### Your goal
Reproduce every one of the following records verbatim, line for line.

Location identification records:

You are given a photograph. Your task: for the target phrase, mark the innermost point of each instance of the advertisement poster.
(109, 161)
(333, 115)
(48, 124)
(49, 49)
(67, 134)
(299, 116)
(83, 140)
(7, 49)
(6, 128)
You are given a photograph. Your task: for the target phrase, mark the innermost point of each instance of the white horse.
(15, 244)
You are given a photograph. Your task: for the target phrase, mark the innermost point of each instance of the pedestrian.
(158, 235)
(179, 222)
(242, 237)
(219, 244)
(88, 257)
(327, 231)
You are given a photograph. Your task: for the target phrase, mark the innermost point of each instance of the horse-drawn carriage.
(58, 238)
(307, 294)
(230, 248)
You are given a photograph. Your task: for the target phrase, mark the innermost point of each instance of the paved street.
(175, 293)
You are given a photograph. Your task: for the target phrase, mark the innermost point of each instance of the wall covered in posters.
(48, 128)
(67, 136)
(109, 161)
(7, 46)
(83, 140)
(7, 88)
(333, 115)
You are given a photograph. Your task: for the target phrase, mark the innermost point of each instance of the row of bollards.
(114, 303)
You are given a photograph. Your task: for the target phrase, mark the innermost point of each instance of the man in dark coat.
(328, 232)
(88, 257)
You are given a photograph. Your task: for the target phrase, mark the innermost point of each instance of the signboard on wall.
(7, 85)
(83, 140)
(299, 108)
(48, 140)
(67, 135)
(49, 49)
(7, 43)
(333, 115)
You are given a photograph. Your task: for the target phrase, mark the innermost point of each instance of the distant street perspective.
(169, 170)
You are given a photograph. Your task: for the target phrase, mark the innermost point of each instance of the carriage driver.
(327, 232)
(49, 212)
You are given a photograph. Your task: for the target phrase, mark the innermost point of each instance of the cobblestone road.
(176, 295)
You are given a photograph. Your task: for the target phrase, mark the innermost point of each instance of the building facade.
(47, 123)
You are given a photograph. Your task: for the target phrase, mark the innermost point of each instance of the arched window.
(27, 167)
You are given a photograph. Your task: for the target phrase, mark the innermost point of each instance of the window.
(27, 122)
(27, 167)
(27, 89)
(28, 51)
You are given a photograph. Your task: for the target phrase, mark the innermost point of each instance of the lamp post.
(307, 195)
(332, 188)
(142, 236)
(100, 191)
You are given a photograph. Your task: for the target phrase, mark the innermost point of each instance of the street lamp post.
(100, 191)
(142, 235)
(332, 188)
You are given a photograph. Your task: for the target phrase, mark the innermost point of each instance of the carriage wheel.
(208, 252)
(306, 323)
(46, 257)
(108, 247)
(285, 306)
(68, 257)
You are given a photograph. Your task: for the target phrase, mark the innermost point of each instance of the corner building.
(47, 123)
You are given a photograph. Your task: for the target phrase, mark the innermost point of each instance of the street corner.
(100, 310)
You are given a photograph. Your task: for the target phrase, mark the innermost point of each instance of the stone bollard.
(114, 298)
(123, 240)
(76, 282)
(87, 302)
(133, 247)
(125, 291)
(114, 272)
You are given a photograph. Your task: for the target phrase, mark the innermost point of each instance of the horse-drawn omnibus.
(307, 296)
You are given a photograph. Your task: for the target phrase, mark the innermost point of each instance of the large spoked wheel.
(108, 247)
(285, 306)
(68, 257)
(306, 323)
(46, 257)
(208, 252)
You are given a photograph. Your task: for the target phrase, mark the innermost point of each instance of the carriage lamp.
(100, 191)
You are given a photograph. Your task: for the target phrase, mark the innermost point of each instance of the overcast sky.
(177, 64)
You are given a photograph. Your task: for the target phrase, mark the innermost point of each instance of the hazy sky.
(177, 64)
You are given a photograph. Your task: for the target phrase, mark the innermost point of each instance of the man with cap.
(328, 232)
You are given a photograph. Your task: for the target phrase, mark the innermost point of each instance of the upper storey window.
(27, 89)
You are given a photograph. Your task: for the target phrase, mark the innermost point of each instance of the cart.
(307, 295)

### Result of the exercise
You are given a photograph. Your task: for the target phrase, mark the innermost point of each instance of the advertisement poster.
(109, 161)
(333, 115)
(48, 124)
(49, 49)
(67, 134)
(299, 116)
(83, 140)
(7, 49)
(6, 128)
You are given a photograph. Your task: for the target phrase, mark the innermost point of each instance of the white horse.
(15, 244)
You are given a photograph. Your task: for the target phrase, mark the innermost point of each instance of the pedestrian.
(158, 235)
(179, 222)
(242, 237)
(219, 244)
(88, 257)
(327, 231)
You are given a photograph. Your task: for the target phrase, mark the innermost point of each instance of the horse-drawn carriage.
(58, 238)
(307, 294)
(230, 248)
You are given a photograph. Your task: for the target phrase, mark the innermost point of each instance of the paved street.
(175, 293)
You are given a photograph. Your task: for the target phrase, mark the innermost point of each instance of the wall covered in posters.
(48, 128)
(67, 136)
(109, 161)
(7, 46)
(83, 140)
(7, 88)
(333, 115)
You are given a photograph. Your task: for the target phrase, mark the innermost point of each instance of the row of bollards.
(114, 303)
You are given a photograph. Your task: for the target phrase, mark the innermost point of each instance of the man in dark coat.
(328, 232)
(88, 257)
You are given a photograph. Your task: for the target phrase, mark the innermost point of each instance of the signboard on wall.
(7, 85)
(83, 140)
(299, 108)
(48, 140)
(67, 135)
(49, 49)
(7, 43)
(333, 115)
You are given a photograph. Your task: for the target phrase, mark the innermost point of each instance of the distant street perspective.
(169, 170)
You are given a photograph. Your task: for the target phrase, mark the innermost point of each instance of the carriage driver.
(327, 232)
(49, 212)
You are given a photograph. Your task: for the target phrase, mark the innermost point of each instance of the cobblestone road.
(176, 295)
You are given a photograph. Your task: for the target phrase, mark the innermost point of each instance of the building facade.
(47, 123)
You are given a photograph. Your task: for the target phrase, mark the innermost point of each instance of the arched window.
(27, 167)
You are given a photograph. Your task: for the target phrase, mark the innermost point of each instance of the window.
(27, 122)
(27, 167)
(27, 89)
(28, 51)
You are given a photograph. Your task: for the target phrase, mark the innermost point of each instance of the lamp post.
(307, 195)
(332, 188)
(142, 236)
(100, 191)
You are given a photograph. Your task: for the target phrase, mark the innermost point of each instance of the street lamp post.
(100, 191)
(142, 235)
(332, 188)
You are given a photograph. Your task: for the target phrase, mark the innermost point of each instance of the carriage wheel.
(208, 252)
(306, 323)
(46, 257)
(108, 247)
(285, 306)
(68, 257)
You are given a photograph. Your task: for the target phrase, mark the innermost point of each instance of the corner building.
(47, 123)
You are given a photograph. Your task: for the target phrase, mark the innermost point of each instance of the street corner.
(100, 310)
You are given a photograph. Your task: for the target phrase, mark the innermost point of each instance of the stone bollard.
(114, 298)
(123, 240)
(76, 282)
(87, 302)
(133, 247)
(125, 291)
(114, 272)
You are given a photograph. Your task: for the target phrase, mark the innermost point of each instance of the horse-drawn omnibus.
(307, 296)
You are given a photograph. Your task: for the target phrase, mark the innermost point of each instance of the large spoked wheel.
(108, 247)
(285, 306)
(68, 257)
(306, 323)
(46, 257)
(208, 252)
You are given a photograph. Your task: for the target phrase, mark the innermost point of each instance of the carriage lamp.
(100, 191)
You are given a photograph. Your task: for the target phrase, mark the innermost point of each instance of the overcast sky.
(177, 64)
You are given a photograph. Your task: for the target phrase, mark the innermost point of each instance of the hazy sky.
(177, 64)
You are given a photograph. Your task: for the target phrase, mark the innermost point of each instance of the man with cap.
(328, 232)
You are given a photograph. Your task: for the target phrase, mark the innermost point of each instance of the upper storey window.
(27, 89)
You are given a photograph. Your task: for the target phrase, mark the innermost point of each instance of the cart.
(307, 295)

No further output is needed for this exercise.